Records with bounding boxes
┏━━

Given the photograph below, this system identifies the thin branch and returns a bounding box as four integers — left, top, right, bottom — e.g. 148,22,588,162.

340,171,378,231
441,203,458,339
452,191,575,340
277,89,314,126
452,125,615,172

┗━━

*Problem to work on*.
Scale the material above by repeating every line, requests included, with each bounding-box coordinate in the answers multiplied by 0.25 and rounded to a whole number, halves rounded up. Leave the numbers inside the requests unchanged.

*Correct output*.
Given the photograph below, this system identifies the thin branch and returns a bounding box as four integers — left, top, right, bottom — e.g. 148,22,588,162.

85,43,95,58
110,51,115,85
113,48,144,85
69,22,79,32
113,31,154,43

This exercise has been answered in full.